Every record below must be written out exactly. Leave out the pictures.

### PROVIDED DATA:

____________________

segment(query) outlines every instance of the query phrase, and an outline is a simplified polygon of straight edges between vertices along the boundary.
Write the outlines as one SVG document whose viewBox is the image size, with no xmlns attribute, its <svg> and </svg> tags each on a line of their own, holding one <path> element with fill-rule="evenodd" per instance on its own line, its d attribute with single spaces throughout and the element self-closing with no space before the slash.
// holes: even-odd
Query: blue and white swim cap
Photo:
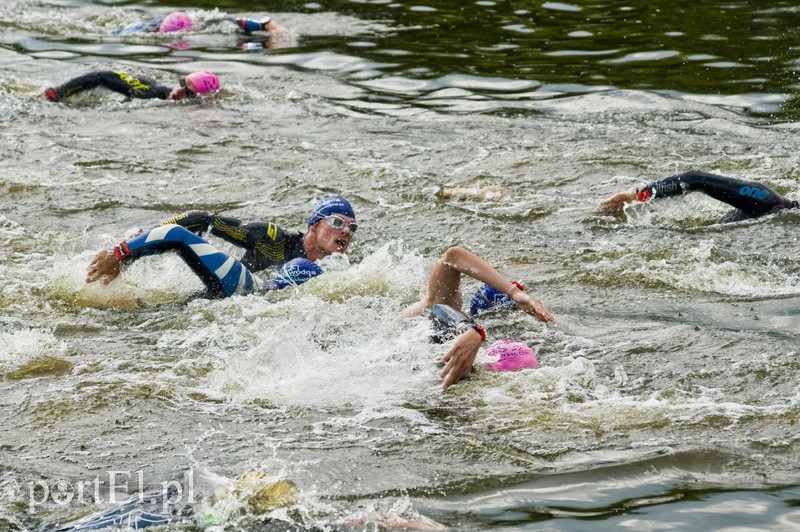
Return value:
<svg viewBox="0 0 800 532">
<path fill-rule="evenodd" d="M 328 196 L 327 198 L 322 198 L 314 205 L 314 210 L 311 211 L 311 216 L 308 218 L 308 226 L 311 227 L 331 214 L 343 214 L 350 218 L 356 217 L 356 213 L 353 212 L 353 207 L 350 205 L 349 201 L 341 196 Z"/>
<path fill-rule="evenodd" d="M 299 286 L 323 273 L 322 268 L 308 259 L 292 259 L 280 269 L 269 282 L 270 290 L 283 290 L 287 286 Z"/>
</svg>

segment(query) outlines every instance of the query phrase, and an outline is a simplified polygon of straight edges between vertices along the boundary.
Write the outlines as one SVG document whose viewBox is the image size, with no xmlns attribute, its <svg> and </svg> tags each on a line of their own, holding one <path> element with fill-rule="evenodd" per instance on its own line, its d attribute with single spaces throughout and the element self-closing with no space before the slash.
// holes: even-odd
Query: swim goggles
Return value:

____________________

### RESULT:
segment(query) outlines every instance of the query phrase, and an outline is a simplified polygon of straight edges between vertices along the boundary.
Write the outlines as one SVG document whose viewBox is the image size, with no xmlns attribute, its <svg> and </svg> tags each on a line of their own, holding one <path> element with fill-rule="evenodd" per instance on its own line, its d attribute with single spaces throughout and the element self-closing with no space before the slash.
// holes: even-odd
Query: blue and white swim cap
Photo:
Return value:
<svg viewBox="0 0 800 532">
<path fill-rule="evenodd" d="M 328 196 L 327 198 L 322 198 L 314 205 L 314 210 L 311 211 L 311 216 L 308 218 L 308 226 L 311 227 L 331 214 L 343 214 L 350 218 L 356 217 L 356 213 L 353 212 L 353 207 L 350 205 L 349 201 L 341 196 Z"/>
<path fill-rule="evenodd" d="M 299 286 L 323 273 L 322 268 L 308 259 L 292 259 L 280 269 L 269 282 L 270 290 L 283 290 L 287 286 Z"/>
</svg>

segment(query) outlines every instance of the query phrase, and an outline is a simplified polygon of straight edges between vertices along the boundary.
Write the outlines as one SVG document whose viewBox is the image size, with no xmlns attribute, its <svg> and </svg> tags each on a line of their own, holding one <path> element with fill-rule="evenodd" per instance on its own line, its d attribute with single spaces throughout and the element self-closing with no space before the slash.
// holes: even-odd
Query: swim goggles
Return value:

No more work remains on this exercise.